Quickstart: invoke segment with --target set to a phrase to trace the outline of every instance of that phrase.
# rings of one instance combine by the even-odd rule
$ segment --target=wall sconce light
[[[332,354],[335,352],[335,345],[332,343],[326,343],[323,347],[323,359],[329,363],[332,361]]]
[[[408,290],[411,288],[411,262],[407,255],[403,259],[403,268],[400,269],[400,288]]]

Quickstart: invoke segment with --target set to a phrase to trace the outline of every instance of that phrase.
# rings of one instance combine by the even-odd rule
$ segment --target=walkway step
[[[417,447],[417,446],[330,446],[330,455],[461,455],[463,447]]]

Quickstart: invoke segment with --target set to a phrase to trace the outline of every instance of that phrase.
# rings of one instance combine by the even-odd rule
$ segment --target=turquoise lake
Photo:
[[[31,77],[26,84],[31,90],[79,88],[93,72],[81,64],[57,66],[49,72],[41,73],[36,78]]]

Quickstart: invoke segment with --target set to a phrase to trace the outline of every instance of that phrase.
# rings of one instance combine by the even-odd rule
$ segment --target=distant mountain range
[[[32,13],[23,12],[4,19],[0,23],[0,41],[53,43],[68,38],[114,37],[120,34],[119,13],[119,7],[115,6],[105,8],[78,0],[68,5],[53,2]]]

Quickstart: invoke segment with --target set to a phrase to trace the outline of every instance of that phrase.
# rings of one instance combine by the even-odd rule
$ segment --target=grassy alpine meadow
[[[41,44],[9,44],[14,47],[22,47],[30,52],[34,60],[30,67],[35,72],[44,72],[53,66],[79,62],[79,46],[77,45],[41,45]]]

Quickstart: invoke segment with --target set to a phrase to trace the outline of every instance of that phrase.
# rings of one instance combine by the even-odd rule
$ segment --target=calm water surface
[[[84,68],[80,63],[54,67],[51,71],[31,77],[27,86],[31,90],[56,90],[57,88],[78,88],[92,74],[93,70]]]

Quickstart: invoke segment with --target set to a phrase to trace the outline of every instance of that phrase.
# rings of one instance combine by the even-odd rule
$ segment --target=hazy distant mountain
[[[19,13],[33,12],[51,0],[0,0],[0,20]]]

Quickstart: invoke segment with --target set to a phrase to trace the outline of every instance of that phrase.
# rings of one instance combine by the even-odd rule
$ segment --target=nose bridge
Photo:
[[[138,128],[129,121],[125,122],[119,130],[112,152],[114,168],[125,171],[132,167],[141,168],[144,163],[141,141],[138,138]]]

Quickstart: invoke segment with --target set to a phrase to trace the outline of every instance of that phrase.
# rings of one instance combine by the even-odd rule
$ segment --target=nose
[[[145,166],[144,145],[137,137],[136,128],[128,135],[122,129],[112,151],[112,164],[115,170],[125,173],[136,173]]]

Stated goal =
Reproduce each entry word for word.

The completed task =
Quickstart: invoke segment with --target set to a phrase to trace the outline of every instance of that phrase.
# rings of one instance combine by the even-odd rule
$ segment --target=wall sconce light
[[[332,354],[335,352],[335,345],[332,343],[326,343],[323,347],[323,359],[329,363],[332,361]]]
[[[408,290],[411,288],[411,262],[407,255],[403,259],[403,268],[400,269],[400,288]]]

Quickstart: invoke segment with --target set to a phrase to trace the outline of every instance of that phrase.
# rings of one instance combine by the even-odd rule
$ segment --target=walkway step
[[[417,447],[417,446],[330,446],[330,455],[461,455],[463,447]]]

Quickstart: invoke segment with --target set to a phrase to trace the outline of every instance of that phrase.
# rings of one instance combine by the even-odd rule
$ segment --target=turquoise lake
Photo:
[[[31,77],[26,84],[31,90],[79,88],[93,72],[81,64],[57,66],[49,72],[41,73],[36,78]]]

Quickstart: invoke segment with --target set to a phrase to trace the outline of every instance of that phrase.
# rings of one instance combine by the even-odd rule
$ segment --target=distant mountain range
[[[32,13],[23,12],[4,19],[0,23],[0,41],[53,43],[68,38],[114,37],[120,34],[119,13],[119,7],[115,6],[105,8],[78,0],[68,5],[53,2]]]

Quickstart: invoke segment with --target set to a phrase to trace the outline of every instance of that phrase.
# rings of one instance combine by the even-odd rule
$ segment --target=grassy alpine meadow
[[[41,44],[9,44],[14,47],[22,47],[30,52],[34,60],[30,67],[35,72],[44,72],[53,66],[79,62],[79,46],[77,45],[41,45]]]

Quickstart: invoke segment with --target set to a phrase to trace the outline of every instance of that phrase.
# rings of one instance combine by the even-odd rule
$ segment --target=calm water surface
[[[84,68],[80,63],[54,67],[51,71],[31,77],[27,86],[31,90],[56,90],[57,88],[78,88],[92,74],[93,70]]]

Quickstart: invoke segment with --target set to a phrase to trace the outline of every instance of that phrase.
# rings of one instance combine by the even-odd rule
$ segment --target=hazy distant mountain
[[[19,13],[33,12],[51,0],[0,0],[0,20]]]

Quickstart: invoke segment with --target set to a phrase to trace the outline of every instance of that phrase.
# rings of one instance combine by the even-odd rule
$ segment --target=nose bridge
Photo:
[[[138,128],[129,121],[125,122],[119,130],[112,152],[114,168],[125,171],[132,167],[141,168],[144,163],[141,141],[138,138]]]

Quickstart: invoke segment with --target set to a phrase to trace the outline of every instance of that phrase.
# rings of one instance combine by the even-odd rule
$ segment --target=nose
[[[145,166],[144,145],[137,137],[136,128],[128,135],[122,129],[112,151],[112,164],[115,170],[125,173],[136,173]]]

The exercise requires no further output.